• **What the task asks**
Please give back, word for word, only the lines starting at the one containing "the white ibc" and ending at the one containing "of the corrugated" within the material below.

#####

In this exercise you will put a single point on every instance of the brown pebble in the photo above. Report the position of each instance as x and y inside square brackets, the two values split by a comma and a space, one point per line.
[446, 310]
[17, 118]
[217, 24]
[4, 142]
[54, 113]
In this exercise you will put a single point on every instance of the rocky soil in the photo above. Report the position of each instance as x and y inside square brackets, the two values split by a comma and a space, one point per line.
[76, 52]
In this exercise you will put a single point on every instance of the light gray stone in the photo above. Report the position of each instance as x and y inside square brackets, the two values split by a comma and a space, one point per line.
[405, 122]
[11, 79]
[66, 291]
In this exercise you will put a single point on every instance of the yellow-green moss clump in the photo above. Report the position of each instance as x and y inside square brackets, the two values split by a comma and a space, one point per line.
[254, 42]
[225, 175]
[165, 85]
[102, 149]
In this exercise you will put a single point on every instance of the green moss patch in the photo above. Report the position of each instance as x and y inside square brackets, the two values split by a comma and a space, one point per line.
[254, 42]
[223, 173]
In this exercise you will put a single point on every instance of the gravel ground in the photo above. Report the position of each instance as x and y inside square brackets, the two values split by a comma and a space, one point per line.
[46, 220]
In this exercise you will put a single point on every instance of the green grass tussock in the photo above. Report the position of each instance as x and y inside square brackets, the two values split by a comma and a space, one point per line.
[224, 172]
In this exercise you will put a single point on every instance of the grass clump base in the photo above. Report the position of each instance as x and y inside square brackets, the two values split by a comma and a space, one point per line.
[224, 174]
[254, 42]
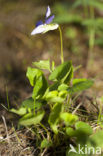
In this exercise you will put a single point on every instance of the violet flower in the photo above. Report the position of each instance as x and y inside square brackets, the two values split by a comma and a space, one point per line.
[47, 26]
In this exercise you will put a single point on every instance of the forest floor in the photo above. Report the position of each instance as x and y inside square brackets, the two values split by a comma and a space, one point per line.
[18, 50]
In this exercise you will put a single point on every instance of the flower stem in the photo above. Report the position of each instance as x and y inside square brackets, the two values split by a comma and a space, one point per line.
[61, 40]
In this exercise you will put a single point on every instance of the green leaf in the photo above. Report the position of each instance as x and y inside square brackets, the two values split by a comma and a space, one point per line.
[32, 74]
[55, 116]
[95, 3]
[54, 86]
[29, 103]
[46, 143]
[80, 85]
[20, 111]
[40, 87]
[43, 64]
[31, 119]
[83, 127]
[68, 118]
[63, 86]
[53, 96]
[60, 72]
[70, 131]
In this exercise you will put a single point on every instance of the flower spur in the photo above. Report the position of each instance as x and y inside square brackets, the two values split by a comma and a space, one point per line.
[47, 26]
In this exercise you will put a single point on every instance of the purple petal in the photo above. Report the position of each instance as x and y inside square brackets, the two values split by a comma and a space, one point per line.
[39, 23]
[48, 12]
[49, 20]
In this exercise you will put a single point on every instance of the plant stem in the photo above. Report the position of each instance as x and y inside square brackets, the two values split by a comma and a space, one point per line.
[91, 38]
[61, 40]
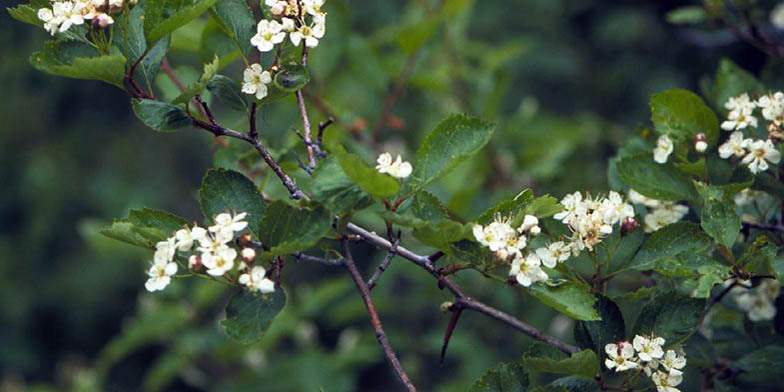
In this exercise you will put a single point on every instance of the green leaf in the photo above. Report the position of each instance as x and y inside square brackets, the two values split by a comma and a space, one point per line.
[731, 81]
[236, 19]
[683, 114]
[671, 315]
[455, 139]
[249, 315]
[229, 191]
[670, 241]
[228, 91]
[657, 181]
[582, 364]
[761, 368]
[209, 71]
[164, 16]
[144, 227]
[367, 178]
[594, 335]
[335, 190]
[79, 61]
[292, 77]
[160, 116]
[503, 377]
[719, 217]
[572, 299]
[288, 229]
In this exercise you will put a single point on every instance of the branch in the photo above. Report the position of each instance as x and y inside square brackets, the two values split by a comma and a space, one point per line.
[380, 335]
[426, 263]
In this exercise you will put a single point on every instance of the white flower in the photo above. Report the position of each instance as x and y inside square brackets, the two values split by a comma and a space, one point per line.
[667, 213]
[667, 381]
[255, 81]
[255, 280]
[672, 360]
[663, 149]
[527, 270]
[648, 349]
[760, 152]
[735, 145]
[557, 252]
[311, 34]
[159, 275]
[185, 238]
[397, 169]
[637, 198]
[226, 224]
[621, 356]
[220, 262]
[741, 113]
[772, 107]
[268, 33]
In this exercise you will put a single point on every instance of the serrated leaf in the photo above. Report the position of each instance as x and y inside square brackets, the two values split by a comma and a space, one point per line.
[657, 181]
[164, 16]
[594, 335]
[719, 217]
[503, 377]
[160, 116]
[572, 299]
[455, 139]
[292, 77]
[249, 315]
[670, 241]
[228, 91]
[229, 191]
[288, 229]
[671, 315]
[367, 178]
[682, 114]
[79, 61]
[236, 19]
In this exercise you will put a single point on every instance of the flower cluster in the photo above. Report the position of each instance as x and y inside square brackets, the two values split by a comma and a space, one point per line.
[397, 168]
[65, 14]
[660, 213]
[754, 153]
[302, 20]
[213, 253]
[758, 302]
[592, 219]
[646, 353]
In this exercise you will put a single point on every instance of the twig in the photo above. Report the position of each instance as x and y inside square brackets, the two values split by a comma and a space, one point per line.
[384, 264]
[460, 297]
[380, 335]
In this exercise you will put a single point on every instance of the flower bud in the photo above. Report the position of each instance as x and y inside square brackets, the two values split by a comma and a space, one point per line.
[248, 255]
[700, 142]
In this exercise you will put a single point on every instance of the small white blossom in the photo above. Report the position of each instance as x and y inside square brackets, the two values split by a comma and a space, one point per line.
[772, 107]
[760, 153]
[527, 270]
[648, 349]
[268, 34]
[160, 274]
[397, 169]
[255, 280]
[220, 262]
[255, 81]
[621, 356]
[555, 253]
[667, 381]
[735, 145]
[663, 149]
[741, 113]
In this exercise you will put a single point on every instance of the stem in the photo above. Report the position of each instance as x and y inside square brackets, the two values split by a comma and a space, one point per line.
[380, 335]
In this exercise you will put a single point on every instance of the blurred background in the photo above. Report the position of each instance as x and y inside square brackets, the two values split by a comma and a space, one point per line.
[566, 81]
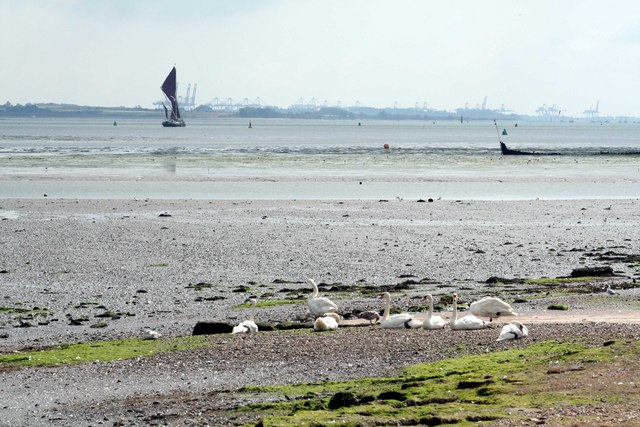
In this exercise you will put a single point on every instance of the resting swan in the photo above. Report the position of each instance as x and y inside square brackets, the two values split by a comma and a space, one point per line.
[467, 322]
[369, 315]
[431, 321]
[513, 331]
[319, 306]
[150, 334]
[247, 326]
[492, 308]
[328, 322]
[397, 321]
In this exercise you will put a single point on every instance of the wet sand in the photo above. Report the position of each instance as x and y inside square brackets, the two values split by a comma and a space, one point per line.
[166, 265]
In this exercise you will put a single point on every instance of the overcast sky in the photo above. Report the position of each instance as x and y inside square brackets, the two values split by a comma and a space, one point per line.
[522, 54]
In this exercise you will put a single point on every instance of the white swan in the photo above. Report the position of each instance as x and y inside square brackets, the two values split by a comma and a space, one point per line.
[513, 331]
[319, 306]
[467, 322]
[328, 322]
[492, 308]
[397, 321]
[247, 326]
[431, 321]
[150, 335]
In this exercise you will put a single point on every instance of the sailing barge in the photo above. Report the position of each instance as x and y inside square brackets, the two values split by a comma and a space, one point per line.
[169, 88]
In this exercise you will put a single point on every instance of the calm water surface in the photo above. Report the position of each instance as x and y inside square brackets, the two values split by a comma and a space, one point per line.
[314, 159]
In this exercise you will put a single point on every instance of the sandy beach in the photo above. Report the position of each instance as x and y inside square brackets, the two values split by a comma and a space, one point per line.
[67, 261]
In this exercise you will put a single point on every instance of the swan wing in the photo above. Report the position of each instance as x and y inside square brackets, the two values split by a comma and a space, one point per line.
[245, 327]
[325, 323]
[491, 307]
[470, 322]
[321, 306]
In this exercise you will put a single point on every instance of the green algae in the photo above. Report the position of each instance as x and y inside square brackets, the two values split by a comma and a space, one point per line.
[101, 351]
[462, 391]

#####

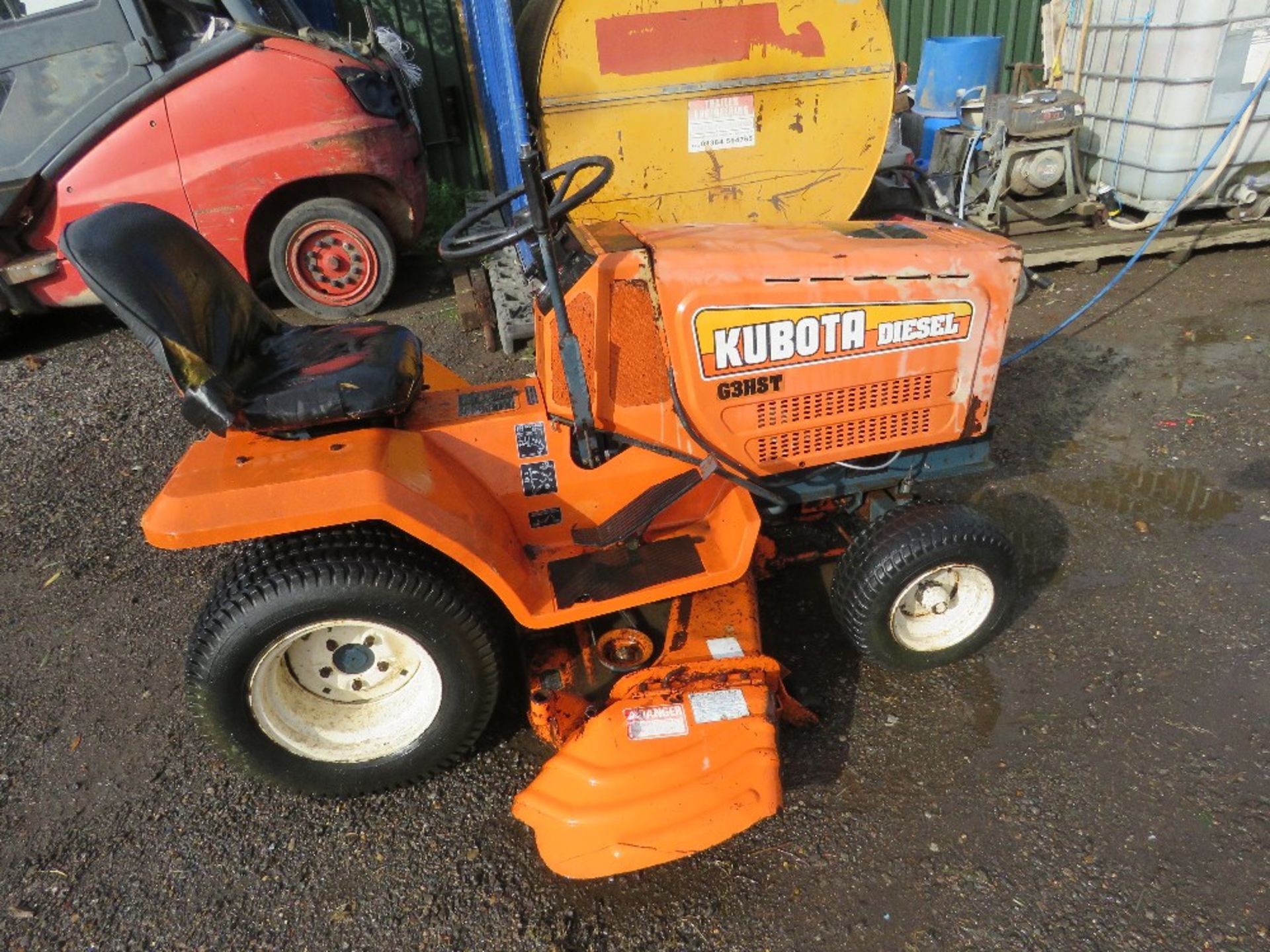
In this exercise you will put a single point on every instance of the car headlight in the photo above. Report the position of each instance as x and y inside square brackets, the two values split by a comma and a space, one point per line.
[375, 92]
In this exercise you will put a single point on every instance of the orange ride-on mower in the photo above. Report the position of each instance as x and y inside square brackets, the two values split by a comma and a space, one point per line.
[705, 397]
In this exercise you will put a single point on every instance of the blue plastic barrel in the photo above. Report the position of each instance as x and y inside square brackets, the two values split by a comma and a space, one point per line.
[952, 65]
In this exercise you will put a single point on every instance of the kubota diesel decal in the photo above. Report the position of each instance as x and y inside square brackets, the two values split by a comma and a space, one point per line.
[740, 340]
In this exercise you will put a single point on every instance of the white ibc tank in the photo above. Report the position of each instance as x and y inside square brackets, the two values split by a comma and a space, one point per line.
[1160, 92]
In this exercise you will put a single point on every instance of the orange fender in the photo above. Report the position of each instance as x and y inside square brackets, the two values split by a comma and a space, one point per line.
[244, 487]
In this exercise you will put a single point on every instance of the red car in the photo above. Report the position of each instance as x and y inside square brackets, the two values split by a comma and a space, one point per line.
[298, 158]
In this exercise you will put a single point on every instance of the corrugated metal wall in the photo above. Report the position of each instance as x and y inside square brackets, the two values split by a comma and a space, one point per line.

#####

• **Result**
In this exercise you will put a single point on every instance of the white ibc tank in the photo above. Report the position of each instance as x and y inside square brackets, the two values split by a comma and a space, one point per line.
[1160, 92]
In this exercise you will put a single point on every instance of the orange fender in the photo above. Report the position of each instance as x and y inside square brackets, the two values split by a comma and a space, one point per line.
[244, 487]
In this exercise you will put a single point on every instance of the red car in the photo above. Report the position of each instance as x and y inside square brackets, the two values split by a comma and a space, one point per line.
[298, 158]
In this exercise you will put a single point on every instance of the corrugated metal wall in the photo above. Report the position of each instance as x and y inside square brackets, the two values split by a comma and a space, one point per line.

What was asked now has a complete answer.